Problem description
Arrange all the records below as a JSON list of strings, one string per line, skipping any blank lines. Leave the pictures out.

Records for processing
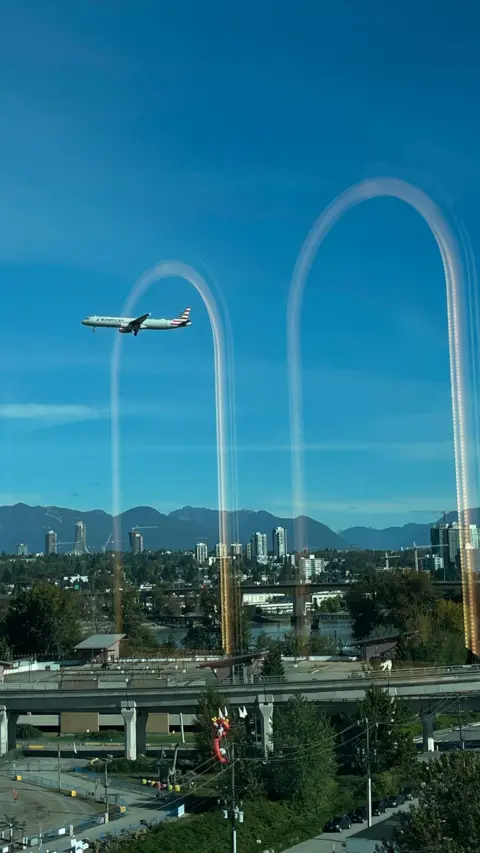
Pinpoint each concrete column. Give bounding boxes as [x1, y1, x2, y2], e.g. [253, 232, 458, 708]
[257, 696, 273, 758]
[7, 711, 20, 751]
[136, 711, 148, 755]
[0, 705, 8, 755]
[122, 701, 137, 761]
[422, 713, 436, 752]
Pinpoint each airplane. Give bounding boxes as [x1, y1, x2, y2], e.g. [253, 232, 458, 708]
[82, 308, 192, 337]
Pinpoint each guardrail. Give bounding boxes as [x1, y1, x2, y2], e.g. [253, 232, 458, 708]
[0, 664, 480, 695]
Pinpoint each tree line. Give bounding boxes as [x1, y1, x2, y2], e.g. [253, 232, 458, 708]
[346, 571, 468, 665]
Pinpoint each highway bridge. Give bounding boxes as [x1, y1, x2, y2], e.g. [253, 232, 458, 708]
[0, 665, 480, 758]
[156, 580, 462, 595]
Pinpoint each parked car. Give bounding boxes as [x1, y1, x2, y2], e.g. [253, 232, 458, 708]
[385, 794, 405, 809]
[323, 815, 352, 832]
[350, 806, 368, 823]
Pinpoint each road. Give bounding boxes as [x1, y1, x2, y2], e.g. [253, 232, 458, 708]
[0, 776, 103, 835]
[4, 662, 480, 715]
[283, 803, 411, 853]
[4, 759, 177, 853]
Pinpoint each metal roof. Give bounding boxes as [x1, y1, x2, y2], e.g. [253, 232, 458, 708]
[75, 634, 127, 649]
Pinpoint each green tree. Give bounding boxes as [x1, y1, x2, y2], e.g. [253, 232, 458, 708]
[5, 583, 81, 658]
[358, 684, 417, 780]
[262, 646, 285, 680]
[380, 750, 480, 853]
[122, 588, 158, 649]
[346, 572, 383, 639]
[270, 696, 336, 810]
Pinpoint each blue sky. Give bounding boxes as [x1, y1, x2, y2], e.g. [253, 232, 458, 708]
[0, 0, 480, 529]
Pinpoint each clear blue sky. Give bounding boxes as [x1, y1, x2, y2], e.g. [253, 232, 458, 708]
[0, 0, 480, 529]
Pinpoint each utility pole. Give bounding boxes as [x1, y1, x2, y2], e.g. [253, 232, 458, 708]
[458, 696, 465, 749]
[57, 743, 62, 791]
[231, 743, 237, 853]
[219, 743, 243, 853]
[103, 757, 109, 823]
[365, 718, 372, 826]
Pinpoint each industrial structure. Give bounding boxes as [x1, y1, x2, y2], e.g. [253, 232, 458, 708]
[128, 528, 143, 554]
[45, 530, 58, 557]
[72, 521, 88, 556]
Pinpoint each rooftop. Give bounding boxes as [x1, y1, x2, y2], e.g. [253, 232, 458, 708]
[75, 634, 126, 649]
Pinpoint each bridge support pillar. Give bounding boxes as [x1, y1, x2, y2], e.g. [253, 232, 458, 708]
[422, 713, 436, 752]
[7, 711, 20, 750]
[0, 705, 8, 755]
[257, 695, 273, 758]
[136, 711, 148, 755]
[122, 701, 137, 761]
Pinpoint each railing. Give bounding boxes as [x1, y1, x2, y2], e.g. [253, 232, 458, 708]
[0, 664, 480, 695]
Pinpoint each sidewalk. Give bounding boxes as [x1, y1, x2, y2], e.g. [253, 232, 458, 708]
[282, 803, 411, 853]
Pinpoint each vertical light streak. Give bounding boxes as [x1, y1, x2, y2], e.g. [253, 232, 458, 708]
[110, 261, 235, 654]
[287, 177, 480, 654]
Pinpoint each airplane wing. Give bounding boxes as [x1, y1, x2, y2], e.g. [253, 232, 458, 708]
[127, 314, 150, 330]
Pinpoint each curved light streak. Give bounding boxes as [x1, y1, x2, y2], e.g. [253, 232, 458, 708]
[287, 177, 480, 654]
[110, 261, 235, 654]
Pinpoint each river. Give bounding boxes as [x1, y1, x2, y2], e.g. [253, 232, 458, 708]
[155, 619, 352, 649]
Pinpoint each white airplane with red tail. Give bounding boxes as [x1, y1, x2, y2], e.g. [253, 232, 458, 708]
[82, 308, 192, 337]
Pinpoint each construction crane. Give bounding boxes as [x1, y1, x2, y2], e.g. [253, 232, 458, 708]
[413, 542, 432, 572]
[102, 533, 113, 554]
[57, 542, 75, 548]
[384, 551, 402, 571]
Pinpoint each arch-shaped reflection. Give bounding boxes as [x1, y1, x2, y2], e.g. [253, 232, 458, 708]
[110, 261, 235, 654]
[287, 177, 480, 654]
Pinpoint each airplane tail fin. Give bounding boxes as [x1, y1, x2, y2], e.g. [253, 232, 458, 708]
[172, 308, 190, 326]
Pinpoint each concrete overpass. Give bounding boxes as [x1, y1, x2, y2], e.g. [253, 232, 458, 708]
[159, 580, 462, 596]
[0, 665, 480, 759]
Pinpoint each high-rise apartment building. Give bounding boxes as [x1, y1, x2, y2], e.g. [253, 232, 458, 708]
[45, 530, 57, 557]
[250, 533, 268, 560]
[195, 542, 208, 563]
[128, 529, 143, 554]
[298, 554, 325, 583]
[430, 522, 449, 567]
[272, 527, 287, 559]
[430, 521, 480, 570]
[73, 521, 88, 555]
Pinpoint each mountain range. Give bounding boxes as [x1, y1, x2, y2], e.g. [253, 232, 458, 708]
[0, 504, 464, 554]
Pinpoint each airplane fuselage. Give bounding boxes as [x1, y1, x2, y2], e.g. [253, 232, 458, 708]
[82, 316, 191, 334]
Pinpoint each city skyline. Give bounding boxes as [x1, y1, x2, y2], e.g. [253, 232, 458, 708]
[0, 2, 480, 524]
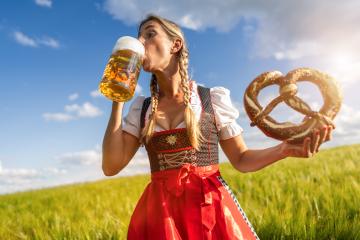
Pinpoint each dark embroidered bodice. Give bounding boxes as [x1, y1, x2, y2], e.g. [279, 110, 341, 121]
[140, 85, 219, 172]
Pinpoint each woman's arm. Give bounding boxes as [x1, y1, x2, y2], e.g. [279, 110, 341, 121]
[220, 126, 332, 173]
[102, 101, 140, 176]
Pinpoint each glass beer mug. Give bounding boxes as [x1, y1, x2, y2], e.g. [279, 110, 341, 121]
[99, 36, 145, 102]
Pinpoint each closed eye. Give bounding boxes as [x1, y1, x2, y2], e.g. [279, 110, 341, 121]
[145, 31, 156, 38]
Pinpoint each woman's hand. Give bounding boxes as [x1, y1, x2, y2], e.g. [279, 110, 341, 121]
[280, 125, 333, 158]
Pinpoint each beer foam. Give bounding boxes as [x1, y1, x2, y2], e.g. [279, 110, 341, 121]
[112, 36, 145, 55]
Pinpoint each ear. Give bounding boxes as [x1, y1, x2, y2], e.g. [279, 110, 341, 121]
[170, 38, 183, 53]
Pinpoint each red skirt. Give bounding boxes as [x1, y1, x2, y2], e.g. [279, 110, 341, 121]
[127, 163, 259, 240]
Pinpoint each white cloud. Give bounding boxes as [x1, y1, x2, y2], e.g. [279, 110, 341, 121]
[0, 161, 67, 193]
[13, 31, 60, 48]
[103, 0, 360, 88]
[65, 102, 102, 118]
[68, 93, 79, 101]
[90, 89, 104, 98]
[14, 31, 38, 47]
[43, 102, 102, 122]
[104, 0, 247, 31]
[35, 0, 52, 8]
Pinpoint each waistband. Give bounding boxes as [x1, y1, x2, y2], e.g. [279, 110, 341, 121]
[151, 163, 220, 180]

Solution
[
  "Pinpoint each concrete column. Give bounding boxes as [x1, y1, x2, y2], e.g. [253, 232, 458, 708]",
  "[257, 696, 273, 758]",
  "[7, 711, 20, 751]",
  "[136, 711, 148, 755]",
  "[0, 705, 8, 755]",
  "[122, 701, 137, 761]",
  "[422, 713, 436, 752]",
  "Pinpoint each airplane. Give bounding boxes as [x1, y1, x2, y2], e.g. [253, 232, 458, 708]",
  "[82, 308, 192, 337]",
  "Pinpoint each guardrail. Give bounding boxes as [x1, y1, x2, y2], e.g. [253, 232, 458, 708]",
  "[0, 664, 480, 695]",
  "Pinpoint each tree line. Give bounding boxes as [x1, y1, x2, y2], e.g. [253, 232, 458, 708]",
  "[346, 571, 468, 665]",
  "Pinpoint each highway bridge. Give bounding boxes as [x1, y1, x2, y2], e.g. [253, 232, 458, 708]",
  "[0, 665, 480, 758]",
  "[156, 580, 462, 595]",
  "Pinpoint each parked car. Give bounding boxes as [x1, y1, x2, y2], e.g. [253, 232, 458, 708]",
  "[385, 794, 405, 809]",
  "[323, 815, 352, 832]",
  "[350, 806, 368, 823]",
  "Pinpoint each road. Give bounding boxes as [x1, y1, x2, y2], e.g. [253, 232, 458, 708]",
  "[0, 776, 103, 835]",
  "[4, 662, 480, 715]",
  "[283, 803, 411, 853]",
  "[4, 759, 177, 853]",
  "Pinpoint each metal roof. Give bounding boxes as [x1, y1, x2, y2], e.g. [253, 232, 458, 708]",
  "[75, 634, 127, 649]",
  "Pinpoint each green tree. Give bounding boxes as [x1, y1, x2, y2], e.g. [253, 232, 458, 708]",
  "[5, 583, 81, 658]",
  "[358, 684, 417, 780]",
  "[262, 646, 285, 680]",
  "[380, 750, 480, 853]",
  "[122, 588, 158, 649]",
  "[346, 572, 383, 639]",
  "[270, 696, 336, 810]",
  "Pinpoint each blue sky. Give bounding boxes as [x1, y1, x2, y2], e.g. [253, 232, 458, 708]",
  "[0, 0, 480, 529]",
  "Pinpoint each clear blue sky. Give bounding boxes as [x1, y1, x2, y2], e.g. [253, 232, 458, 708]",
  "[0, 0, 480, 529]",
  "Pinpoint each utility pole. Give bounding boxes as [x1, y1, x2, y2], e.g. [253, 232, 458, 708]",
  "[458, 696, 465, 749]",
  "[57, 743, 62, 791]",
  "[231, 743, 237, 853]",
  "[219, 743, 243, 853]",
  "[103, 757, 109, 823]",
  "[365, 718, 372, 826]",
  "Pinpoint each industrial structure. Give bounding boxes as [x1, y1, x2, y2], e.g. [253, 232, 458, 708]",
  "[128, 528, 143, 554]",
  "[45, 530, 58, 557]",
  "[72, 521, 88, 556]",
  "Pinpoint each rooftop. Give bounding boxes as [x1, y1, x2, y2], e.g. [253, 232, 458, 708]",
  "[75, 634, 126, 649]",
  "Pinpoint each bridge support pillar. Give bounding boxes as [x1, y1, x2, y2], e.g. [253, 232, 458, 708]",
  "[422, 713, 436, 752]",
  "[7, 711, 20, 750]",
  "[0, 705, 8, 755]",
  "[257, 695, 273, 758]",
  "[136, 711, 148, 755]",
  "[122, 701, 137, 761]",
  "Pinpoint each railing. Give bounding boxes as [x1, y1, x2, y2], e.g. [253, 232, 458, 708]",
  "[0, 664, 480, 695]",
  "Pinpoint each sidewalk. Give bounding boxes as [x1, y1, x2, y2], e.g. [253, 232, 458, 708]",
  "[282, 803, 411, 853]",
  "Pinpoint each vertical light streak. Give bounding boxes as [x1, y1, x2, y2], e.g. [253, 232, 458, 708]",
  "[110, 261, 235, 654]",
  "[287, 177, 480, 654]",
  "Pinpoint each airplane wing. Give bounding boxes as [x1, y1, x2, y2], e.g. [253, 232, 458, 708]",
  "[127, 314, 150, 330]",
  "Pinpoint each curved light streak. Give bounding boxes as [x1, y1, x2, y2], e.g. [253, 232, 458, 708]",
  "[287, 177, 480, 654]",
  "[110, 261, 235, 654]",
  "Pinpoint each river. Give bounding boxes as [x1, y1, x2, y2], e.g. [253, 232, 458, 708]",
  "[155, 619, 352, 649]",
  "Pinpoint each white airplane with red tail. Give bounding boxes as [x1, y1, x2, y2], e.g. [253, 232, 458, 708]",
  "[82, 308, 192, 337]",
  "Pinpoint each construction crane. Give bounding boxes as [x1, y1, x2, y2], e.g. [253, 232, 458, 708]",
  "[413, 542, 432, 572]",
  "[102, 533, 113, 554]",
  "[57, 542, 75, 548]",
  "[384, 551, 402, 571]",
  "Pinpoint each arch-shaped reflection. Give bounding boxes as [x1, y1, x2, y2], e.g. [253, 232, 458, 708]",
  "[110, 261, 235, 654]",
  "[287, 177, 480, 654]",
  "Pinpoint each airplane tail fin. Give bounding boxes as [x1, y1, x2, y2], e.g. [253, 232, 458, 708]",
  "[172, 308, 190, 326]",
  "Pinpoint each concrete overpass. Give bounding boxes as [x1, y1, x2, y2], e.g. [253, 232, 458, 708]",
  "[159, 580, 462, 596]",
  "[0, 665, 480, 759]",
  "Pinpoint each high-rise apartment building. Give bounding boxes as [x1, y1, x2, y2], e.g. [253, 232, 458, 708]",
  "[45, 530, 57, 557]",
  "[250, 533, 268, 560]",
  "[195, 542, 208, 563]",
  "[128, 529, 143, 554]",
  "[298, 554, 325, 583]",
  "[430, 522, 449, 567]",
  "[272, 527, 287, 559]",
  "[430, 521, 480, 570]",
  "[73, 521, 88, 555]",
  "Pinpoint each mountain range. Give bounding boxes as [x1, y1, x2, y2], e.g. [253, 232, 458, 708]",
  "[0, 504, 464, 554]",
  "Pinpoint each airplane fuselage. Give bounding boxes as [x1, y1, x2, y2], e.g. [253, 232, 458, 708]",
  "[82, 316, 191, 334]",
  "Pinpoint each city skyline. Give bounding boxes as [x1, y1, x2, y2], e.g. [253, 232, 458, 708]",
  "[0, 2, 480, 524]",
  "Pinpoint each dark embroidered bodice. Give bounding boxes as [x1, y1, x2, y2], e.g. [279, 110, 341, 121]",
  "[140, 85, 219, 172]",
  "Pinpoint each woman's arm. Give bounding boxes as [x1, y1, x2, y2], e.g. [279, 110, 341, 121]",
  "[220, 126, 332, 173]",
  "[102, 101, 140, 176]",
  "Pinpoint each glass beer mug. Give bounding boxes as [x1, y1, x2, y2], e.g. [279, 110, 341, 121]",
  "[99, 36, 145, 102]",
  "Pinpoint each closed eye. Give bounding boxes as [x1, y1, x2, y2], e.g. [279, 110, 341, 121]",
  "[145, 31, 156, 38]",
  "Pinpoint each woman's hand. Give bounding boxes as [x1, y1, x2, y2], e.g. [279, 110, 341, 121]",
  "[280, 125, 333, 158]",
  "Pinpoint each beer foam. Give bounding boxes as [x1, y1, x2, y2], e.g. [279, 110, 341, 121]",
  "[112, 36, 145, 55]",
  "Pinpoint each ear. Give bounding boxes as [x1, y1, x2, y2], e.g. [279, 110, 341, 121]",
  "[170, 38, 183, 53]",
  "Pinpoint each red skirt. Give bounding boxes as [x1, y1, x2, y2], e.g. [279, 110, 341, 121]",
  "[127, 163, 259, 240]",
  "Pinpoint each white cloud. Give bounding boxes as [x1, y1, x2, y2], e.g. [279, 110, 341, 121]",
  "[0, 161, 67, 193]",
  "[13, 31, 60, 48]",
  "[103, 0, 360, 88]",
  "[65, 102, 102, 118]",
  "[68, 93, 79, 101]",
  "[90, 89, 104, 98]",
  "[14, 31, 38, 47]",
  "[43, 102, 102, 122]",
  "[104, 0, 247, 31]",
  "[35, 0, 52, 8]",
  "Pinpoint each waistband. Give bounding boxes as [x1, y1, x2, y2], e.g. [279, 110, 341, 121]",
  "[151, 163, 220, 180]"
]